Extract:
┌────────
This article, written by Florian Mayneris, Université du Québec à Montréal (UQAM) and Julien Martin, Université du Québec à Montréal (UQAM), originally appeared onThe Conversation and has been republished here with permission:
The current COVID-19 crisis reveals that most countries are vulnerable to foreign disruptions in the supply of medical products that are essential in the fight against the coronavirus.
Canada is no exception, as shown by the recent controversy over U.S. President Donald Trump asking the company 3M to stop exporting masks to Canada to ensure enough supply for the United States.
Even though the controversy had a relatively quick resolution and 3M masks will still be shipped to Canada, it is worth examining Canada’s dependence on the United States for medical products overall.
We have looked at information from COMTRADE, a database maintained by the United Nations that tracks the bilateral trade for almost 200 countries and 5,000 product categories. Some of these categories are broader than the specific products we’d like to consider, but they offer internationally comparable data.
Professional masks, such as the now famous N95 masks, are essential in the battle against COVID-19, but in Canada, most of them are imported. They appear in the COMTRADE product category as “breathing appliances and gas masks” and “protective masks” having no mechanical parts.
In 2018, Canada imported about $126 million and exported $54 million of professional masks. The U.S. is the largest exporter and accounts for 90 per cent of Canadian mask imports. This figure includes direct exports of masks produced in the U.S. and re-exports by the U.S. of masks produced in other countries.
Canadian imports of masks are not diversified across supplying countries, which explains the alarm of Canadian authorities after the Trump administration threatened to restrict the exports of these products. The U.S. and Canada eventually reached a deal that maintains the trade of masks, but the unpredictable decisions of the Trump administration might be directed to other key supplies in the future.
Beyond professional masks, the WTO recently published a list of products that are essential for tackling COVID-19. We tracked 75 of these products in COMTRADE data. Let’s call them COVID-19 products.
└────────
Data for analysis:
┌────────
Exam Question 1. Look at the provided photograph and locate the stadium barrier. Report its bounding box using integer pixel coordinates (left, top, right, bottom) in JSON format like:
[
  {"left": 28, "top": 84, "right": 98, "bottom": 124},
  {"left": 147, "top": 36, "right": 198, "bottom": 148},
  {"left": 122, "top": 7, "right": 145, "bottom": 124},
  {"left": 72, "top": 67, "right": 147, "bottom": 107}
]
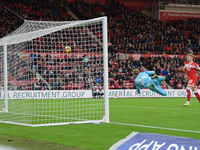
[{"left": 0, "top": 89, "right": 197, "bottom": 99}]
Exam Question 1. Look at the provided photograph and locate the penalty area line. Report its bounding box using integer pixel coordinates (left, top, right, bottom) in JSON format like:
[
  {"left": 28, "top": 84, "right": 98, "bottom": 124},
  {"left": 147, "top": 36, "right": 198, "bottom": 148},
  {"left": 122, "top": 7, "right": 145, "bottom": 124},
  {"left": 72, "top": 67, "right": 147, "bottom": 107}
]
[{"left": 110, "top": 122, "right": 200, "bottom": 133}]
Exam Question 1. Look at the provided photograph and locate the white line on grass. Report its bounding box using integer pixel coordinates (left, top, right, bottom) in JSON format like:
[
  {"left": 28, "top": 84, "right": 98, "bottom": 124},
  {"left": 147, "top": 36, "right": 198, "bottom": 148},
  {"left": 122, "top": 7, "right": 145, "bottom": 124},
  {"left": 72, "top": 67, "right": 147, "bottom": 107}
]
[
  {"left": 110, "top": 122, "right": 200, "bottom": 133},
  {"left": 110, "top": 105, "right": 200, "bottom": 111}
]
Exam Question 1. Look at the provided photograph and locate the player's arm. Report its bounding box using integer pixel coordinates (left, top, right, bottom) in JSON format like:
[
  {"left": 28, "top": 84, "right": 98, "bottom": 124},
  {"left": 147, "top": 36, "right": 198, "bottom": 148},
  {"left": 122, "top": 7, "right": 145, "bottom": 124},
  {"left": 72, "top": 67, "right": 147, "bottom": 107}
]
[
  {"left": 145, "top": 71, "right": 155, "bottom": 76},
  {"left": 135, "top": 85, "right": 140, "bottom": 94}
]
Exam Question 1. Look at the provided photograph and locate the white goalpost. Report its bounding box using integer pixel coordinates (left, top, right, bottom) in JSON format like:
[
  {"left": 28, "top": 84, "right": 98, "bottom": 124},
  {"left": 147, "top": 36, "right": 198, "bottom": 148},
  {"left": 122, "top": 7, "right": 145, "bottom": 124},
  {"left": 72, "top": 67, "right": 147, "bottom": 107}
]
[{"left": 0, "top": 17, "right": 109, "bottom": 126}]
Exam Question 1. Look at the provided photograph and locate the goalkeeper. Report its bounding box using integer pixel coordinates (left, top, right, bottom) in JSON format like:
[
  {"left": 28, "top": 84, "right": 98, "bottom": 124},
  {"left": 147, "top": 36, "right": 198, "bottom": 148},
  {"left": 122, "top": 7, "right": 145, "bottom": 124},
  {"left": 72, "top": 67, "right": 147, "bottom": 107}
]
[{"left": 133, "top": 69, "right": 167, "bottom": 96}]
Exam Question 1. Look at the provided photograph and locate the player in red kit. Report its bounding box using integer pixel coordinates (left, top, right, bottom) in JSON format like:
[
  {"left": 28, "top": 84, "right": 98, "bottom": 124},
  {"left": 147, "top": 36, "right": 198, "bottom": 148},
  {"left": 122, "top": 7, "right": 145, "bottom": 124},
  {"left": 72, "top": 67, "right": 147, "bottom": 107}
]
[{"left": 180, "top": 54, "right": 200, "bottom": 106}]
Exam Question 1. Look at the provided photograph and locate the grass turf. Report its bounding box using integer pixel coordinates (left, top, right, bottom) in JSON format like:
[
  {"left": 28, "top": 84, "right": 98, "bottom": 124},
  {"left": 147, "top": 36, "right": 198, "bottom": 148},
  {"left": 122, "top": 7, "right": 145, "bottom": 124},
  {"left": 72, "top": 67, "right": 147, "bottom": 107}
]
[{"left": 0, "top": 98, "right": 200, "bottom": 150}]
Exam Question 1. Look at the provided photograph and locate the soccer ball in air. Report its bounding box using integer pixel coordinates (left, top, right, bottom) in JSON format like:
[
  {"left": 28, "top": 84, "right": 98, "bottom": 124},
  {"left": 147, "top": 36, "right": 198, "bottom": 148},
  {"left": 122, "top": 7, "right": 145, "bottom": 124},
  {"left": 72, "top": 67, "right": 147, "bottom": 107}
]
[{"left": 65, "top": 46, "right": 71, "bottom": 53}]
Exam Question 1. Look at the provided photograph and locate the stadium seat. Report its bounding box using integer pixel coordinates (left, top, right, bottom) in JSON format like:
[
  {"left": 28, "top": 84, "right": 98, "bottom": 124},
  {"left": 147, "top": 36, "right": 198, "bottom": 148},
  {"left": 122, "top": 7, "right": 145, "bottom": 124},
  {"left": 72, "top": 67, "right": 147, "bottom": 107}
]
[{"left": 49, "top": 78, "right": 53, "bottom": 83}]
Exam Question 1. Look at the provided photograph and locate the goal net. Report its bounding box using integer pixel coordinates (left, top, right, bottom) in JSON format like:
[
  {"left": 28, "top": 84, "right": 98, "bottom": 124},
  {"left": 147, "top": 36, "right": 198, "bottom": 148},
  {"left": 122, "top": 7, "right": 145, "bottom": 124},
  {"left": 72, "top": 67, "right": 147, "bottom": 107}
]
[{"left": 0, "top": 17, "right": 109, "bottom": 126}]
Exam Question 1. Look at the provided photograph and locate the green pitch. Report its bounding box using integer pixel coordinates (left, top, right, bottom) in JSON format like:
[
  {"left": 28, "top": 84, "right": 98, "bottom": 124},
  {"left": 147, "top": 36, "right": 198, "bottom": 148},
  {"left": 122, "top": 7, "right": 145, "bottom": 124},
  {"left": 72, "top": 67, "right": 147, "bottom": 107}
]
[{"left": 0, "top": 98, "right": 200, "bottom": 150}]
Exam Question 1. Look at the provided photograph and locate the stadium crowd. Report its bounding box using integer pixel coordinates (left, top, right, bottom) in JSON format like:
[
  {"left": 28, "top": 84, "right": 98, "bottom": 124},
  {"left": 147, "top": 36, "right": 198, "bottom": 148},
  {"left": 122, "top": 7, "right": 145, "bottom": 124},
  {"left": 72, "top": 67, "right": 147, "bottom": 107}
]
[{"left": 0, "top": 0, "right": 200, "bottom": 90}]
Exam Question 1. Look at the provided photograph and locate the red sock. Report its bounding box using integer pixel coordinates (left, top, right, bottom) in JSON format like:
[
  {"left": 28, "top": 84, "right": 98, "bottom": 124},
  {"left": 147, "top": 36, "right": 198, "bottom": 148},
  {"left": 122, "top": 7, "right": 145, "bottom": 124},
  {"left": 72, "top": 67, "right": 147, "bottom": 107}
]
[
  {"left": 186, "top": 89, "right": 191, "bottom": 102},
  {"left": 194, "top": 91, "right": 200, "bottom": 102}
]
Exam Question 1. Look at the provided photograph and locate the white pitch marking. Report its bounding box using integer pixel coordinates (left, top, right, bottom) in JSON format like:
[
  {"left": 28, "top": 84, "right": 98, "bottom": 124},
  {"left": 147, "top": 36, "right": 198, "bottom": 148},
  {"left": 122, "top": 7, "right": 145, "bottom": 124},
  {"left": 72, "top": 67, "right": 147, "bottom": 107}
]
[
  {"left": 110, "top": 105, "right": 200, "bottom": 111},
  {"left": 110, "top": 122, "right": 200, "bottom": 133}
]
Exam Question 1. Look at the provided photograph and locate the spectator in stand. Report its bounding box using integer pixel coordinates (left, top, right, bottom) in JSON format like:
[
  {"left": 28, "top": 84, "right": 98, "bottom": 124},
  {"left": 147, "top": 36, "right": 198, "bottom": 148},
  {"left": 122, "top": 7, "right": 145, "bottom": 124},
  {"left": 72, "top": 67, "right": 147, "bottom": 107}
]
[
  {"left": 162, "top": 67, "right": 167, "bottom": 76},
  {"left": 174, "top": 79, "right": 178, "bottom": 89},
  {"left": 114, "top": 81, "right": 119, "bottom": 89}
]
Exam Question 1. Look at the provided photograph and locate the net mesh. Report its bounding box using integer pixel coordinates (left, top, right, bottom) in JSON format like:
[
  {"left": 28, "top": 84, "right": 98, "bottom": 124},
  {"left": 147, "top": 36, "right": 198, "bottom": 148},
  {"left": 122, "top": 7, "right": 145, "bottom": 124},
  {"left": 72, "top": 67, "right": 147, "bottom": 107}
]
[{"left": 0, "top": 17, "right": 105, "bottom": 125}]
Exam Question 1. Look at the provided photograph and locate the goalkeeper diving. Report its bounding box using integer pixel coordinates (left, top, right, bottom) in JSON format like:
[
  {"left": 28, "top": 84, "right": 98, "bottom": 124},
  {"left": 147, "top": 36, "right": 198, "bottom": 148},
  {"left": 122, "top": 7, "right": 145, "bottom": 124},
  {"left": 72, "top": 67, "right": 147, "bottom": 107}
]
[{"left": 133, "top": 69, "right": 167, "bottom": 96}]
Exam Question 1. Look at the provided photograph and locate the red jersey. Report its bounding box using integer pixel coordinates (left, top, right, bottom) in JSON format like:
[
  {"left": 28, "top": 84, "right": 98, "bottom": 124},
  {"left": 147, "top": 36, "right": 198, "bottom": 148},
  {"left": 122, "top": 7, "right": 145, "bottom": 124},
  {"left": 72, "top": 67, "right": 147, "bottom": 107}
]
[{"left": 184, "top": 62, "right": 199, "bottom": 80}]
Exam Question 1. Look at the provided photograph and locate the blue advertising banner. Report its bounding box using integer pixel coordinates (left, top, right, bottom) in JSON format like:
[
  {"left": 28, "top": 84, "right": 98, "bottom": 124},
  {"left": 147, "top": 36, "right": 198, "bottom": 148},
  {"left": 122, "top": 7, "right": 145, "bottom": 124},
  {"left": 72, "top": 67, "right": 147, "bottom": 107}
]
[{"left": 109, "top": 132, "right": 200, "bottom": 150}]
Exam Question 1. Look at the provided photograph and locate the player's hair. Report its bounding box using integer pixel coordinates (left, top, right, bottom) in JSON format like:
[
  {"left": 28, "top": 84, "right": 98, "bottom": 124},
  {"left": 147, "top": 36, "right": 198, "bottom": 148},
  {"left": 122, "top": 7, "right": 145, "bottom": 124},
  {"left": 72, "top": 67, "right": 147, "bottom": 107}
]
[
  {"left": 133, "top": 69, "right": 140, "bottom": 76},
  {"left": 188, "top": 54, "right": 194, "bottom": 58}
]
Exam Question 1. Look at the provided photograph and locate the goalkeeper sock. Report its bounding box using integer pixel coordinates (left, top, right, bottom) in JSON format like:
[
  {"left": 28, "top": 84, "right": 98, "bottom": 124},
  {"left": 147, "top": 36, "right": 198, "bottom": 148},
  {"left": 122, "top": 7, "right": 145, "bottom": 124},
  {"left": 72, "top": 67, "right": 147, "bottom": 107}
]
[
  {"left": 186, "top": 89, "right": 191, "bottom": 102},
  {"left": 194, "top": 91, "right": 200, "bottom": 102}
]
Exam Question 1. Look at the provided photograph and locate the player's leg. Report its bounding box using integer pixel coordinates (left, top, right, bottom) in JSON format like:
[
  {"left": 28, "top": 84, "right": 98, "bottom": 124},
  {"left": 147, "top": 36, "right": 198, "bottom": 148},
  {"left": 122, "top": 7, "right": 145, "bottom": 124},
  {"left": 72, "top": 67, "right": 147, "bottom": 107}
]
[
  {"left": 192, "top": 87, "right": 200, "bottom": 102},
  {"left": 148, "top": 79, "right": 167, "bottom": 96},
  {"left": 183, "top": 86, "right": 192, "bottom": 106},
  {"left": 183, "top": 79, "right": 200, "bottom": 106}
]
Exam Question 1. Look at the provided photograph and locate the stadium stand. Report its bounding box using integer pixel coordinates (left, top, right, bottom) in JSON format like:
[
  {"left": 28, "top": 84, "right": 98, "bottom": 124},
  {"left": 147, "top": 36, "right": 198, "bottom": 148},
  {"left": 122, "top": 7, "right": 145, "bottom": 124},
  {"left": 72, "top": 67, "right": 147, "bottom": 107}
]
[{"left": 0, "top": 0, "right": 200, "bottom": 90}]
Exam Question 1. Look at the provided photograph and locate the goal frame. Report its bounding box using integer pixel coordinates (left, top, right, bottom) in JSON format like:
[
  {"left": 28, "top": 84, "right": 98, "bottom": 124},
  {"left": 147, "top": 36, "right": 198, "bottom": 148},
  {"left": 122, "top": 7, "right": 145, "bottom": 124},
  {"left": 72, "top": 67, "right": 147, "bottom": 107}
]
[{"left": 0, "top": 16, "right": 109, "bottom": 127}]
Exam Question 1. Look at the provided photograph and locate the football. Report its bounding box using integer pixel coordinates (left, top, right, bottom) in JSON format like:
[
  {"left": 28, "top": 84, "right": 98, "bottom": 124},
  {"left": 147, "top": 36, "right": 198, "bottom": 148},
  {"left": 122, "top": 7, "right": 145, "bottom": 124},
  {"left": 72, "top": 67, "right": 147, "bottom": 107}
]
[{"left": 65, "top": 46, "right": 71, "bottom": 53}]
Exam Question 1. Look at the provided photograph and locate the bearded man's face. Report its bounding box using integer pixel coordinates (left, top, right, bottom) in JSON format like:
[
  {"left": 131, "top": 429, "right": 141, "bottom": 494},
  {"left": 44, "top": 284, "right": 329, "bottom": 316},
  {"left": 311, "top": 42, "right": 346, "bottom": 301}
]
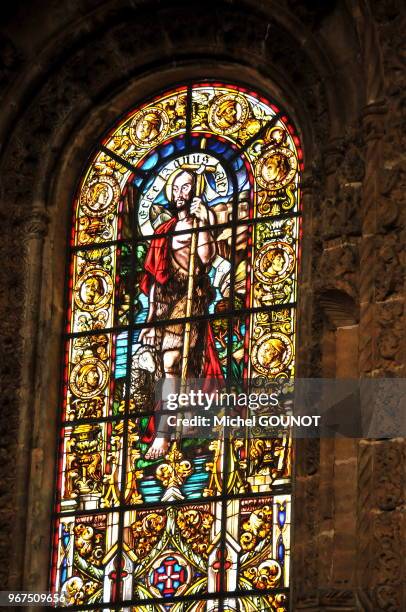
└────────
What you need to do:
In the article on Canada's reliance on imported medical products:
(a) Which database did the authors draw on, and who maintains it?
(b) What share of Canada's professional mask imports comes from the U.S.?
(c) How many of the WTO's essential COVID-19 products did the authors track?

Finished exercise:
(a) COMTRADE, maintained by the United Nations.
(b) 90 per cent.
(c) 75.